(REQUIRED TASK A): Copy the records word for word, from the first line of the records through the line containing "298L297 337L322 368L361", inclusive.

[Begin SOURCE DOCUMENT]

Remembering Marston Daley, "The Little Imp of Cape Cod"
In his retirement, Marston Daley wrote an autobiography called, "The Little Imp of Cape Cod." In it, he said his mom gave him the name Marston because she thought it couldn't be made into a nickname. She was wrong. Marston had lots of nicknames. His mom called him the Little Imp. And he writes that over the years people called him Marst, Jim, Tim, even Bud. His wife Jean, who everyone calls Birdie, said that many people have another name for Marston.
"MacGyver," she said. "Remember that show MacGyver? He used to be able to put together some weird looking stuff and solve all sorts of problems. That was him."
From the Barnstable Senior center, to a military museum in New Hampshire, to a group of Habitat for Humanity homes in Hyannis, Daley liked to step-up and solve people's problems, particularly in his retirement years.
Professionally, he was a builder, and his truck always was carefully stocked with the proper tools -- and the proper clothes -- that a job might require. He built his first cottage in 1932 on a hillside at Cooks Brook in North Eastham. He leaves behind hundreds of houses and cottages that he and his crew of about 18 men constructed over his lifetime.

[End SOURCE DOCUMENT]

(REQUIRED TASK B):
Answer these questions about the Marston Daley remembrance:
(i) What did Marston Daley's mom call him?
(ii) What name does everyone call his wife Jean?
(iii) In what year did he build his first cottage?

[Begin THE DATA]

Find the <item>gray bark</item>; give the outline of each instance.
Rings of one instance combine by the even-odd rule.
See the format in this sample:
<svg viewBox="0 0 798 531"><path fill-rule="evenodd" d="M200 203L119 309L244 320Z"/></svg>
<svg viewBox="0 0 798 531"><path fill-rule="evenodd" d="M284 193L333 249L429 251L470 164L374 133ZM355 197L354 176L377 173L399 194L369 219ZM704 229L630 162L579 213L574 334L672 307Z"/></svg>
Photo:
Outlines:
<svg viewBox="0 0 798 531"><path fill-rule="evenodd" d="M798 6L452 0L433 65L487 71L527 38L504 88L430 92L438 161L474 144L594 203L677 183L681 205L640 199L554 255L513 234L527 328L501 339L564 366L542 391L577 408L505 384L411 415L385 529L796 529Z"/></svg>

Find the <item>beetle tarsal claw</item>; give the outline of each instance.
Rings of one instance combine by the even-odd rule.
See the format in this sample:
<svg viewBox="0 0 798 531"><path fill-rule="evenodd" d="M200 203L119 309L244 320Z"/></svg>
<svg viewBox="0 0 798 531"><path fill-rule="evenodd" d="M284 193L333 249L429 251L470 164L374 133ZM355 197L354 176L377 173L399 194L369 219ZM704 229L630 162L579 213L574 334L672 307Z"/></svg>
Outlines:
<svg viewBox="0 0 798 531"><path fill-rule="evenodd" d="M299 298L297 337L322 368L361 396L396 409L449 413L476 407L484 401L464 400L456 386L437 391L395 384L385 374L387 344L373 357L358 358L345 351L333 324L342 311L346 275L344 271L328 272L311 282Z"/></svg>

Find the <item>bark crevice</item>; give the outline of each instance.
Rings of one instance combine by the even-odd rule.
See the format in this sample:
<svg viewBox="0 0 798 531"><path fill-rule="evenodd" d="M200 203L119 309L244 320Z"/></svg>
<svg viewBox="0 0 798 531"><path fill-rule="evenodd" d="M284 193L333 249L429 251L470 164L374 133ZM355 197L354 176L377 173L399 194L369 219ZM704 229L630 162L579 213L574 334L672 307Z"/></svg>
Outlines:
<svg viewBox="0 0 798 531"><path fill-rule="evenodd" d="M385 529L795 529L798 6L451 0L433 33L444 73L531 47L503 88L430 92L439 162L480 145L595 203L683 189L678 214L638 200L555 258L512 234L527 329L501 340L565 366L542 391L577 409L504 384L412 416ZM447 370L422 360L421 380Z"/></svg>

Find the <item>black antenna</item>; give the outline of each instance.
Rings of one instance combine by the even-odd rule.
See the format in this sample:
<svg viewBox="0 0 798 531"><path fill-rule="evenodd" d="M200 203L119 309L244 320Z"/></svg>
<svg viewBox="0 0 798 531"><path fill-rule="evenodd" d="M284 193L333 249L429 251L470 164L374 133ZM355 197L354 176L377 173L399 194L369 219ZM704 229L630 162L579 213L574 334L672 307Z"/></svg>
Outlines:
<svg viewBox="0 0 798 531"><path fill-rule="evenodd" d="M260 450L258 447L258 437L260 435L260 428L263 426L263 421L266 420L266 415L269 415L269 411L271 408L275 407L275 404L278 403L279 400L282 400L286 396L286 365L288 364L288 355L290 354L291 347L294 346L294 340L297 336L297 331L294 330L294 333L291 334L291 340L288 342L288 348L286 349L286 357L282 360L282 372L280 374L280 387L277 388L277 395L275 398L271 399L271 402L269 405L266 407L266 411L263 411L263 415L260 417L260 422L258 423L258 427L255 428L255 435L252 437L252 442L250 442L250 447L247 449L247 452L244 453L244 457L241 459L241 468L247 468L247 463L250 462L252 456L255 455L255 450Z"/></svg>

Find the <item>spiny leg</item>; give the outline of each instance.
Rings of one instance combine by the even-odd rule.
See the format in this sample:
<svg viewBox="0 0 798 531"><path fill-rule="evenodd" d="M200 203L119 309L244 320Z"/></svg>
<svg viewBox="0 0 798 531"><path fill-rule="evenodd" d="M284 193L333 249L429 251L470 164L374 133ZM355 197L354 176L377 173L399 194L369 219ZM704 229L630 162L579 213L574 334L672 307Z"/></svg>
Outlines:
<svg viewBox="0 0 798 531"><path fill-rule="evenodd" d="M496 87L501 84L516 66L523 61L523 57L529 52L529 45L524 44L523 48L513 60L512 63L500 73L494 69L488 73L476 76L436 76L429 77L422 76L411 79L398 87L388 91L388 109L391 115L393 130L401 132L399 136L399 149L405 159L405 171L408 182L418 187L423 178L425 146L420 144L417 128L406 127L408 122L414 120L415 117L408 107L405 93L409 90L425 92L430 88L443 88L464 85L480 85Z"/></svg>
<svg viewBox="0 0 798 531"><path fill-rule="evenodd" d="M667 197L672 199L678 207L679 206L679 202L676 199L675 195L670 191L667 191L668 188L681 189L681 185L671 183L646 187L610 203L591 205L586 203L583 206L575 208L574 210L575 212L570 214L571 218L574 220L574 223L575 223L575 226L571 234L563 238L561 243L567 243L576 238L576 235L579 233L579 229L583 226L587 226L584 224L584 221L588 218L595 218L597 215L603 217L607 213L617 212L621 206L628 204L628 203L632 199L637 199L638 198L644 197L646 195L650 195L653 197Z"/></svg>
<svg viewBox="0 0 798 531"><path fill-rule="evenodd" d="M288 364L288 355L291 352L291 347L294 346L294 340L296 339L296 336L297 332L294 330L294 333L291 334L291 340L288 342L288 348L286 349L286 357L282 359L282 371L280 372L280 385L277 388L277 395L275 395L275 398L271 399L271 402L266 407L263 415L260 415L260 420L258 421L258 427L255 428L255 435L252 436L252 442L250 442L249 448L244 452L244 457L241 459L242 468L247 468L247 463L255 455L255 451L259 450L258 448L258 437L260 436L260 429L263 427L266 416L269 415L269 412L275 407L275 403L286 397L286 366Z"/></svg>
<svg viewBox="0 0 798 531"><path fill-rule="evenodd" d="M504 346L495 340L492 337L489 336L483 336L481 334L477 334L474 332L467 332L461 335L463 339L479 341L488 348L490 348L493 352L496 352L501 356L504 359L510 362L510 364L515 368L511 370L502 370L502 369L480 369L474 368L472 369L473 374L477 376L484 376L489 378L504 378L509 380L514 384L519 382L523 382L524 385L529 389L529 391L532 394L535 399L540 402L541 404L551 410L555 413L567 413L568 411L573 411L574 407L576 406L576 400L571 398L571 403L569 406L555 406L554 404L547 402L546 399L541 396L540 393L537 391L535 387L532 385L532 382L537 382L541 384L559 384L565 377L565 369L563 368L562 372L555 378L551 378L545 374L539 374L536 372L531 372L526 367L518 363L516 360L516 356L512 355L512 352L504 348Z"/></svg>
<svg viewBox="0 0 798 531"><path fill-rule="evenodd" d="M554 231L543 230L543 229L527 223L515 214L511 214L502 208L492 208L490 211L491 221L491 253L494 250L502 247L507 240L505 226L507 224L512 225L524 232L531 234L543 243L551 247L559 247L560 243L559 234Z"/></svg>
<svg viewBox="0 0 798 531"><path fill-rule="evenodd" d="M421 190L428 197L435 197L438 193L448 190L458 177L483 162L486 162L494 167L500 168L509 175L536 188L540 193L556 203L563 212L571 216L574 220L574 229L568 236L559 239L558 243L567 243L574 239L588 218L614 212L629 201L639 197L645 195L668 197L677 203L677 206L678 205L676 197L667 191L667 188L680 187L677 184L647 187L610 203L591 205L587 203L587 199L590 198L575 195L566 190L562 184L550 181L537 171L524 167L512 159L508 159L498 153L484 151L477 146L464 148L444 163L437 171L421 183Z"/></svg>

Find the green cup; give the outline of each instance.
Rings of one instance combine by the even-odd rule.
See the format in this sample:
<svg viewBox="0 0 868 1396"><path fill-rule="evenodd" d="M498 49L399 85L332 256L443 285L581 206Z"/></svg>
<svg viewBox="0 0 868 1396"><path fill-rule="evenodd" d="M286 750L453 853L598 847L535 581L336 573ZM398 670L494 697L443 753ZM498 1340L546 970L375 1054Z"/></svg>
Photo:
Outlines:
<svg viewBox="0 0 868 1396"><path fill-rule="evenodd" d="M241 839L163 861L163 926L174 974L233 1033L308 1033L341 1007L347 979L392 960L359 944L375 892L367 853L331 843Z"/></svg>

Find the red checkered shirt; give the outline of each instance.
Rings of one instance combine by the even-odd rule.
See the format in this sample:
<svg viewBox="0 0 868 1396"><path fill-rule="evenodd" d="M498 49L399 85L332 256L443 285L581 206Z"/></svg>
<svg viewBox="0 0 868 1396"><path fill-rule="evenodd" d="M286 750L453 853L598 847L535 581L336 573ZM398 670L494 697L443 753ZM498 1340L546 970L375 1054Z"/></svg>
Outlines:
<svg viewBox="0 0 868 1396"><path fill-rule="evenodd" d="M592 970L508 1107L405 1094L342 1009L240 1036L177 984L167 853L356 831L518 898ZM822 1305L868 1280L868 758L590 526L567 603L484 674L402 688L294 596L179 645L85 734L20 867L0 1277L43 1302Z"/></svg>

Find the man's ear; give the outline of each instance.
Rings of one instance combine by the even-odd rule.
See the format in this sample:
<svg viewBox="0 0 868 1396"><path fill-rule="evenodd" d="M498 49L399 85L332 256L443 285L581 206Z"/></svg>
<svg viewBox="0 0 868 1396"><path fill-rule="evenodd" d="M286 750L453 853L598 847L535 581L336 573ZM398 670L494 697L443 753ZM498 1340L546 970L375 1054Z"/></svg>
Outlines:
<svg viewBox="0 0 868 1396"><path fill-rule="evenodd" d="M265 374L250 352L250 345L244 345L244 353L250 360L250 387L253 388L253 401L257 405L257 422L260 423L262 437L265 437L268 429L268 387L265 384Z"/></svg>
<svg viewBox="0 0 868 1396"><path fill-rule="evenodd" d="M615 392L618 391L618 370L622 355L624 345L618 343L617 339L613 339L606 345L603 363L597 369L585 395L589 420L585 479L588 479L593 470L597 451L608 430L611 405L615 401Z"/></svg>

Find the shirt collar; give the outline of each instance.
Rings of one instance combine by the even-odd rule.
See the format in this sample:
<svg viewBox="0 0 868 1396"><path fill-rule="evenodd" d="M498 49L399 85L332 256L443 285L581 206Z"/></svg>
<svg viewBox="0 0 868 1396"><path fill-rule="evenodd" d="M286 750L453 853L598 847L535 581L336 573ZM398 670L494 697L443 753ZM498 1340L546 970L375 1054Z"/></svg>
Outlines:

[End THE DATA]

(CORRECT ANSWER A):
Find the <item>gray bark</item>; give the outline of each instance.
Rings of one instance combine by the even-odd rule.
See the format in this sample:
<svg viewBox="0 0 798 531"><path fill-rule="evenodd" d="M200 203L119 309L244 320Z"/></svg>
<svg viewBox="0 0 798 531"><path fill-rule="evenodd" d="M284 193L333 249L429 251L470 164L374 133ZM355 197L354 176L377 173L399 194L369 219ZM704 229L630 162L579 213L574 334L672 307Z"/></svg>
Photo:
Outlines:
<svg viewBox="0 0 798 531"><path fill-rule="evenodd" d="M798 6L452 0L433 65L487 71L527 38L504 88L430 92L438 161L474 144L594 203L677 183L681 205L640 199L554 255L513 234L527 328L501 339L564 366L542 391L577 408L505 384L411 415L385 529L796 529Z"/></svg>

Find the <item>beetle tarsal claw</item>; give the outline of each instance.
Rings of one instance combine by the even-odd rule.
See the format in this sample:
<svg viewBox="0 0 798 531"><path fill-rule="evenodd" d="M200 203L119 309L244 320Z"/></svg>
<svg viewBox="0 0 798 531"><path fill-rule="evenodd" d="M284 193L333 249L429 251L470 164L374 133ZM355 197L354 176L377 173L399 194L369 219ZM704 229L630 162L579 213L574 334L672 307Z"/></svg>
Outlines:
<svg viewBox="0 0 798 531"><path fill-rule="evenodd" d="M299 298L297 337L322 368L361 396L396 409L449 413L476 407L484 401L464 400L456 386L437 391L395 384L385 374L387 344L373 357L358 358L345 351L333 324L342 311L346 275L344 271L328 272L311 282Z"/></svg>

(CORRECT ANSWER B):
(i) The Little Imp
(ii) Birdie
(iii) 1932